*Set task:*
Rewrite the lines below, swapping "single point" for "single dot" wherever it appears and keeping everything else the same. Leave the pictures out of your answer.

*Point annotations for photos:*
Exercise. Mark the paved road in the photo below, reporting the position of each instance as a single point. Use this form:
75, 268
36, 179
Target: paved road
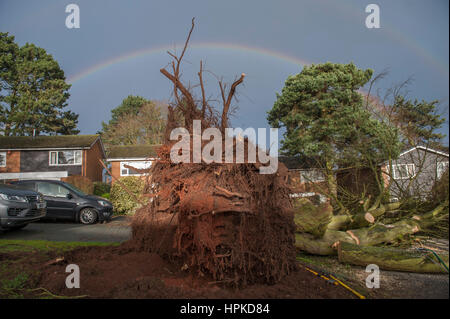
118, 230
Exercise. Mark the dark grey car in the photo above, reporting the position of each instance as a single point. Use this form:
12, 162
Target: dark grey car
65, 201
20, 207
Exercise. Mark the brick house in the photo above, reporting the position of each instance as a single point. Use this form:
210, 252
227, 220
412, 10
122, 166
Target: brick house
121, 157
414, 172
51, 157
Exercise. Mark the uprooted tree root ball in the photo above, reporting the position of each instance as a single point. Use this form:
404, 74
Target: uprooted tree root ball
223, 220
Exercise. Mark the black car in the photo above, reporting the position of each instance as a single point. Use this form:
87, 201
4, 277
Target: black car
65, 201
19, 207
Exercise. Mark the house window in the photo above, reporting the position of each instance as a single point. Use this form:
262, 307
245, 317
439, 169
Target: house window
126, 171
311, 176
403, 171
2, 159
441, 168
59, 158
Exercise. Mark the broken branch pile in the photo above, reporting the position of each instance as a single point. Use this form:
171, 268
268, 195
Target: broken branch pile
353, 237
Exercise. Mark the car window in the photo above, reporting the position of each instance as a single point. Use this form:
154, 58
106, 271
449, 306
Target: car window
51, 189
25, 185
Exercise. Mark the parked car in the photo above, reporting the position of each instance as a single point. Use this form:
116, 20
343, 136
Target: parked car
65, 201
20, 207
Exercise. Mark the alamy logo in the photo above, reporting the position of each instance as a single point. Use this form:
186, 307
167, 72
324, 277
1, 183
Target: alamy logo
212, 152
373, 280
373, 19
73, 19
73, 280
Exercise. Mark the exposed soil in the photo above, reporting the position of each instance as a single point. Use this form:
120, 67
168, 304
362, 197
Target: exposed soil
118, 272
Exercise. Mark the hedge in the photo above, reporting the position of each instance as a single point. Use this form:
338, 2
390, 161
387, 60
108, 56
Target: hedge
123, 202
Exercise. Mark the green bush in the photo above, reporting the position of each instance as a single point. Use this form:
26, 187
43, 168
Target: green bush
123, 202
101, 188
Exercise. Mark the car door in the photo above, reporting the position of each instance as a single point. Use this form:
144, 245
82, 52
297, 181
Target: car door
59, 205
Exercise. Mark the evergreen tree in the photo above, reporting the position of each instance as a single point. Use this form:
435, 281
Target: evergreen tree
33, 92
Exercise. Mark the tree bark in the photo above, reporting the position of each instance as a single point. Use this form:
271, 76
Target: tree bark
363, 236
390, 259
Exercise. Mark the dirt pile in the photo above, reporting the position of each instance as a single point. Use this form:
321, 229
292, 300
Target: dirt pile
118, 272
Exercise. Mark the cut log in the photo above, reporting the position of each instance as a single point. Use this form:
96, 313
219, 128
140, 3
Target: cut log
339, 222
368, 236
389, 258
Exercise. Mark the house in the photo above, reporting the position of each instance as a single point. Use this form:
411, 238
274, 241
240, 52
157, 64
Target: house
51, 157
304, 176
414, 172
123, 158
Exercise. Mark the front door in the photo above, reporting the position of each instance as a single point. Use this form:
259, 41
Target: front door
58, 203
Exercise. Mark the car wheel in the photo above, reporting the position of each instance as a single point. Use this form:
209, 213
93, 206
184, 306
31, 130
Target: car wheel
17, 227
88, 216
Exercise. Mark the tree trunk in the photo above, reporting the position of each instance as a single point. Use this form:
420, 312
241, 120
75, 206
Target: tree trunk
390, 259
364, 236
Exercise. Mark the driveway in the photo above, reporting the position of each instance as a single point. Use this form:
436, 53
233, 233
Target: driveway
118, 230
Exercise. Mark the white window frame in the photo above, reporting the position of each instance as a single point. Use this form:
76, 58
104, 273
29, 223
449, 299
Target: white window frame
57, 164
408, 165
441, 170
146, 164
318, 173
4, 156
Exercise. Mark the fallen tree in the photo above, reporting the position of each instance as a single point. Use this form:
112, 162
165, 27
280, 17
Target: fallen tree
324, 242
224, 220
391, 259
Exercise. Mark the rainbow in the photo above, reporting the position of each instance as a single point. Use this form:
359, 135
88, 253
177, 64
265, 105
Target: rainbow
202, 45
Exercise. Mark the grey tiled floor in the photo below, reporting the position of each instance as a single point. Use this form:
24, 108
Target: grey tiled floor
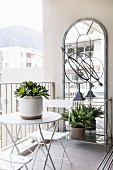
84, 156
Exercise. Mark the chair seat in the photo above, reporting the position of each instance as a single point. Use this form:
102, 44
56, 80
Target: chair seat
12, 161
48, 134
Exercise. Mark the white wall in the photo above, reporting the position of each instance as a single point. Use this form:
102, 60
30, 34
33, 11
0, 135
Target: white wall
22, 74
58, 15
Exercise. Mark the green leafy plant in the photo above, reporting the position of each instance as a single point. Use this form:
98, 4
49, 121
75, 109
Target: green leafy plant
78, 117
30, 88
97, 111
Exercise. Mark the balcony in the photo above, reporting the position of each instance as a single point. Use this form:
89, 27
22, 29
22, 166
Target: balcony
86, 154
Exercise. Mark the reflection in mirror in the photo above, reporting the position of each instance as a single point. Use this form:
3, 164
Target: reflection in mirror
84, 60
85, 67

*Finished answer:*
Exercise. Mark the paved road in the photo below, reporting the position of each instance as a single dot. Use this form:
75, 268
36, 179
Target: paved road
118, 230
Exercise. Mark the dark grey car in the photo above, reporting the position of each instance as a single dot. Use this form:
12, 162
Target: dark grey car
65, 201
20, 207
Exercise. Mark the brick house in the photo above, reporting the position of each instance as a single dot. Use this form:
210, 252
227, 220
412, 10
122, 166
Target: brick house
121, 157
414, 172
51, 157
Exercise. Mark the uprooted tree root ball in the photo above, reporting the position of each instance as a single dot. Use this form:
404, 74
Target: uprooted tree root ball
223, 220
Exercise. Mark the black car in the photo above, reporting the position of each instance as a single dot. Use this form:
87, 201
4, 277
Target: black car
65, 201
19, 207
Exercise. Mark the house window in the photo above, reporting the position of each instance as a single dot. Use this form:
262, 307
245, 317
439, 169
Target: house window
126, 171
311, 176
403, 171
2, 159
441, 168
59, 158
Exercise. Mark the broken branch pile in the photo above, reporting the position of each instance as a single dot. Use this form:
171, 268
268, 195
Target: broken branch pile
353, 237
Exercise. Mark the car window in the photo above, reporting the position of each instance as a single dot. Use this form:
154, 58
106, 271
449, 306
Target: car window
51, 189
25, 185
Exercise. Mark the parked car in the photo above, reporting the position of each instance as a single dot. Use this form:
116, 20
343, 136
Target: parked car
65, 201
20, 207
Exercise. Mark the alamy logo in the photo above, reporting the position of each instance as a single dot. Use this form:
186, 307
167, 72
324, 277
1, 183
Target: alamy logo
212, 152
373, 280
373, 19
73, 19
73, 280
Exercise. Mark the exposed soil in the photo above, reporting the position of each instance as a single dot. Use this form:
120, 67
168, 304
362, 197
Target: exposed soil
118, 272
Exercise. Mark the hedge in the photo above, reporting the position of each instance as a single dot. Use this form:
338, 2
390, 161
387, 60
108, 56
Target: hedge
123, 202
Exercise. Mark the green bush in the photo above, reporting the position of each instance as a single dot. Use this form:
26, 187
43, 168
Target: green bush
123, 202
101, 188
Exercise. Mark the car door in the photo above, reporting the position of each instance as a single dot. Use this form:
144, 245
82, 52
297, 181
Target: car door
59, 205
Exercise. Mark the evergreen tree in the photo above, reporting the position of each instance as a single dot. Use this form:
435, 281
Target: evergreen tree
33, 92
Exercise. Mark the tree bark in the photo above, reporting the position of each instance as a single dot. Use this form:
271, 76
Target: tree bark
363, 236
390, 259
Exercise. Mark the dirt pile in the photo above, reporting the position of each instance as a single dot. Use this form:
321, 229
292, 300
Target: dirt pile
118, 272
Exercise. Mark the cut log in the photo above, reporting the position of each instance as a single dot. Use this form:
96, 313
219, 128
140, 3
Target: cut log
339, 222
368, 236
389, 258
Exercise. Mark the house in the photo above, reporting the position of each instance as a single dot. Use this form:
411, 238
274, 241
240, 52
157, 64
Target: house
51, 157
304, 176
414, 172
123, 158
Exercise. Mark the front door in the photo above, reporting the position of each instance as a single dot. Use this form:
259, 41
Target: front door
58, 203
Exercise. Mark the car wheel in the photo above, reporting the position of each instance as a single dot. Use this form:
209, 213
93, 206
184, 306
31, 130
Target: car wheel
17, 227
88, 216
Exercise. Mark the tree trunk in the photo above, reporting the position of each instance as a single dot. Use this form:
420, 312
241, 120
75, 206
Target: tree trunk
390, 259
364, 236
Exercise. Mark the driveway in the photo above, reporting the position of each instance as a single dot. Use this form:
436, 53
233, 233
Target: driveway
118, 230
Exercise. Mark the white window frame in the photo above, reporting the position of each instance as a single dot. Use this form:
76, 58
104, 273
29, 223
449, 299
Target: white window frame
57, 164
408, 165
441, 170
146, 164
318, 173
4, 156
Exercise. Mark the fallen tree in the photo above, reporting the position of each instance as a single dot. Use this form:
112, 162
165, 27
280, 17
Target: fallen tree
324, 242
224, 220
391, 259
Exercise. Mark the rainbow in the photo above, reporting the position of each instance as a single dot. Use this form:
359, 135
88, 253
177, 64
265, 105
Target: rainbow
202, 45
Exercise. Mark the grey tiled floor in the photo below, reporting the position of each instance as a single dot. Use this form:
24, 108
Target: grey tiled floor
84, 156
Exercise. Mark the chair seat in the photo above, reporting the position of each instance as a single dot. Use this form:
102, 44
56, 80
Target: chair seat
12, 161
48, 134
Exercise. Mark the white wall in the photo above, reporting the position of each instance as a single dot. Use this form:
102, 60
30, 34
33, 11
0, 135
Target: white wall
22, 74
58, 15
Exercise. Mark the green leafy plant in the photo above, reporting the position of each instance as a single dot. Use this form:
98, 4
49, 121
75, 109
Target: green leafy plant
78, 117
30, 88
97, 111
Exercise. Mark the balcony in the photo above, reporting the position of each instance as a single dot. Use this form:
89, 27
22, 29
22, 166
Target: balcony
86, 154
Exercise. Mark the reflection in mirror in the photo above, reporting the position of each instance as a single dot. Use this form:
3, 164
Target: reflection in mirror
84, 60
85, 67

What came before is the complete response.